**BRIEF 1**
According to the hedge fund performance review, by what percentage did the Shanghai Composite fall in September?

**EXTRACT PROVIDED**
________________________________________

Amid unprecedented volatility levels across asset classes, the few opportunities to be found were in short-term directional trends in the commodity and currency markets. True to form, managed futures and macro strategies turned in the best returns for the month (ie marginally positive and least negative, respectively).
The chart below shows the current-month, previous-month and year-to-date returns across strategies, while the following sections take a closer look at individual strategies.
A) Arbitrage and Relative Value
September marked the worst month for arbitrage (-4.2%) and relative value (-3.1%) strategies in the nine years that we have been tracking hedge fund performance. The negative performance was driven by illiquidity, liquidations of bankrupt entities, unwinding of portfolios, the ban on short sales and investor redemptions.
Several of the managers were faced with significant selling pressure on their long positions and short squeezes on their shorts. Allocations to equity market neutral and statistical arbitrage also detracted from results due to losses on both longs and shorts across regions and trading timeframes.
Across regions, North American and Asian allocations were similarly hit, booking losses of nearly 6% on the month but European managers were better positioned to weather the spike in volatility, and long-volatility trades helped shore up the regional average.
B) Long/Short Equities and Event-driven
September was a brutal month for equity-focused strategies as volatility spiked dramatically, the markets were unduly driven by technicals, and steady de-leveraging over the past few months diluted the performance of market neutral funds. Also, the profitability of long and short positions on the capital structures of troubled financials became reliant on the unpredictable bailouts doled out by the US government, and North American long/short and event-driven (capital structure arbitrage) managers were particularly hit as a result; the latter lost a whopping 8% on the month.
Long/short managers allocating to emerging markets, however, were the worst hit as the month’s dramatic sell-off in world equities had a more pronounced effect on emerging market equities; the MSCI Asia ex-Japan Index fell 16.7%. Real estate and banking linked sectors saw sharp erosion in value among Hong Kong (-15.3%), Singapore (-13.9%) and Indian (-13%) equities. China was a relative exception, with the Shanghai Composite falling 4.3%, owing to policy measures by the Chinese government to ease lending squeezes and risk aversion.
Japanese equities also fell due to a record 22% slump in Japanese exports to the US during the previous month (the TOPIX was down 13.3% for September).
Event-driven managers also suffered (-6%) as merger arbitrage spreads widened across the board, irrespective of how short the time to deal closure was or whether financing was an issue, and non-merger event names were caught in the market-wide sell-off. Similarly, equity restructurings experienced significant negative returns as widening holding company spreads as well as long position losses across all regions offset positive returns from outright stock shorts, and index and option hedges.

________________________________________

**BRIEF 2**
Rewrite the listing below with "fallen stick" changed to "dry branch" everywhere it appears, leaving everything else in the listing as it is.

________________________________________

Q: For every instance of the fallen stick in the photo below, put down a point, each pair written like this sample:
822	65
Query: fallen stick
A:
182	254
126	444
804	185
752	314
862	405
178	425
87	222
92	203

________________________________________

**FINAL RESULT 1**
4.3%

**FINAL RESULT 2**
Q: For every instance of the dry branch in the photo below, put down a point, each pair written like this sample:
822	65
Query: dry branch
A:
182	254
126	444
804	185
752	314
862	405
178	425
87	222
92	203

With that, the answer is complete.